Lügen wie gedruckt – es gibt Menschen, die können nicht anders. Sie erfinden ein Leben, das sie nicht haben, um interessanter zu sein. Hinter so einer "Pseudologia phantastica" steckt oft ein mangelnder Selbstwert.
Wir alle lügen mal. Ständig und immer lügen müssen, ist aber eine Sache, die sehr selten vorkommt. Psychologen nennen das "Pseudologia phantastica".
"Dieses zwanghafte Lügenerzählen kommt in Zusammenhang mit Persönlichkeitsstörungen vor. Vor allen Dingen, wenn dahinter eine tiefgreifende Selbstwertproblematik liegt."
Die Betroffenen haben oft das Gefühl, ohne diese ganzen phantastischen Geschichten, die sie erfinden, nicht interessant genug zu sein, erklärt die Psychologin Franca Cerutti. Sie erzählen Geschichten von einem Leben, das sie gerne hätten. Und das tun sie so glaubhauft und geschickt, dass ihnen sehr viele Menschen das abkaufen.
"Sie fabulieren so eine Art Paralleluniversum und phantasieren sich selbst auch ganz stark hinein."
==========
Aufgabe. Setze den Text über zwanghaftes Lügen oben nach seinem letzten Satz fort.

Vorliegende Datensätze.
==========
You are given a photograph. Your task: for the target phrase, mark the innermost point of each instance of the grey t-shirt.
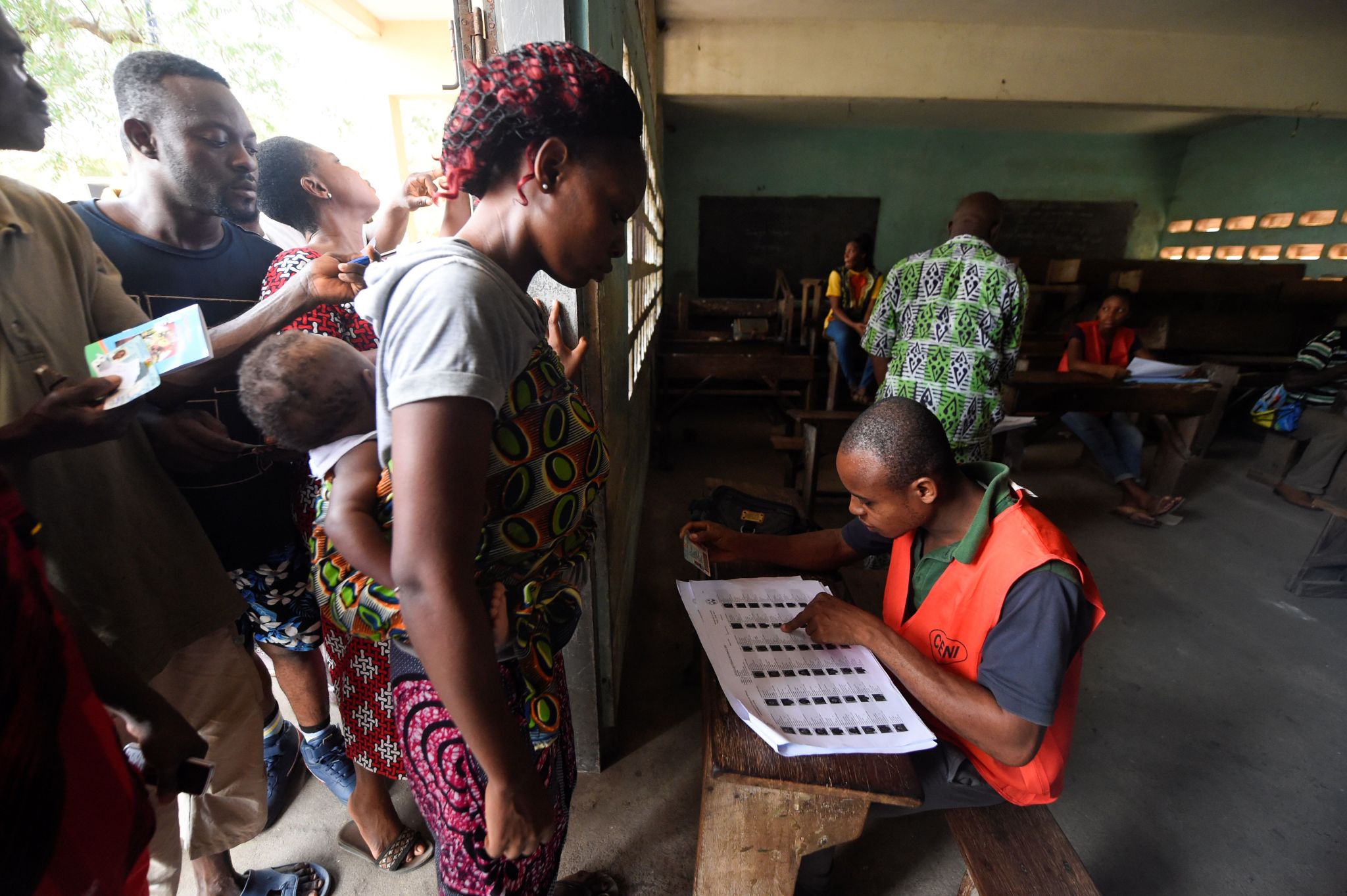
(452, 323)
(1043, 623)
==========
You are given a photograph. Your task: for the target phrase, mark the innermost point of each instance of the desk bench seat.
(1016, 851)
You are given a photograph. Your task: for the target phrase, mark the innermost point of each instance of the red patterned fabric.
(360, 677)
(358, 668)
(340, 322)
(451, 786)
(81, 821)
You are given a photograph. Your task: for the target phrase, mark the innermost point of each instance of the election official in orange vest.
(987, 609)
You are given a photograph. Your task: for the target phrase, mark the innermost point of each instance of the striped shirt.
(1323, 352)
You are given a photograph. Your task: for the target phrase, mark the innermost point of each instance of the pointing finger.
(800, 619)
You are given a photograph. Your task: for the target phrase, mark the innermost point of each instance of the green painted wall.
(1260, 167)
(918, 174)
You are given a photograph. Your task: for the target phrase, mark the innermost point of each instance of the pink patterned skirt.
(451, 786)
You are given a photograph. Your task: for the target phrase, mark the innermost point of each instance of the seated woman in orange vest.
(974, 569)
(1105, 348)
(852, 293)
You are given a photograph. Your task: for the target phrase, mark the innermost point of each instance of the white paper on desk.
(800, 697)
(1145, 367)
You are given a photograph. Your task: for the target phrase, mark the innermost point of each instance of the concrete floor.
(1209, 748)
==========
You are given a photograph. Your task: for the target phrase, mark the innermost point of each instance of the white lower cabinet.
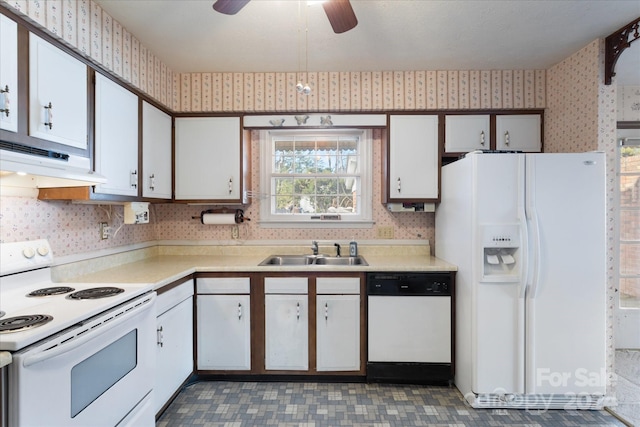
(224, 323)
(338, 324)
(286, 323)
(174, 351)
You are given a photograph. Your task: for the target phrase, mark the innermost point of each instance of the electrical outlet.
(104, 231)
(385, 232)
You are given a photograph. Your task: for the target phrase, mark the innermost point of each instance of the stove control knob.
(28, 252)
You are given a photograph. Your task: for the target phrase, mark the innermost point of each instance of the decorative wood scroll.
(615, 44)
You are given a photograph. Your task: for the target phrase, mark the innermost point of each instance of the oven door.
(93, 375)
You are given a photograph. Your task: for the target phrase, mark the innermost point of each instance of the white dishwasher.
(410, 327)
==========
Ausgabe.
Für Freunde oder auch Angehörige kann es schmerzhaft sein, wenn sie erkennen, dass sie einem Lügenmärchen aufgesessen sind. Und tatsächlich sind solche zwanghaften Lügen schwer zu durchschauen.
Auf Anhieb durchschaut man die Lügengespinste nicht
Es kann aber sein, so Franca Cerutti, dass man irgendwann bemerkt, dass die Geschichten, die erzählt werden, hier und da auseinandergehen oder nicht ganz stimmig sind. Oder man denkt nach einer Zeit: "Das alles kann unmöglich einem Menschen passieren, das kann nicht sein."
"Es gehnt nicht um ein bisschen lügen, mal hier mal da. Es geht darum, dass die Betroffenen ganze Existenzen erfinden oder auch ganze Krankengeschichten."
Wer zwanghaft lügt, der schreckt auch vor kruden Lügengeschichten nicht zurück. Möglicherweise wird eine ganze Krankengeschichte erfunden. Oder Schicksalsschläge, ein Job, eine Familie, die man nicht hat.
Behutsam das Gespräch suchen
Seinem Bauchgefühl bei Zweifeln nachzugehen, sei daher richtig, meint die Expertin. Allerdings sollte man behutsam vorgehen, wenn man das Gespräch suchen will. Denn: Den Betroffenen sei völlig klar, dass sie lügen. Und oft schämen sie sich extrem dafür. Daher kann es passieren, dass "wenn man eine Lüge aufdeckt oder anspricht, sie einfach reflexhaft wieder eine neue Lüge erfinden", so Franca Cerutti.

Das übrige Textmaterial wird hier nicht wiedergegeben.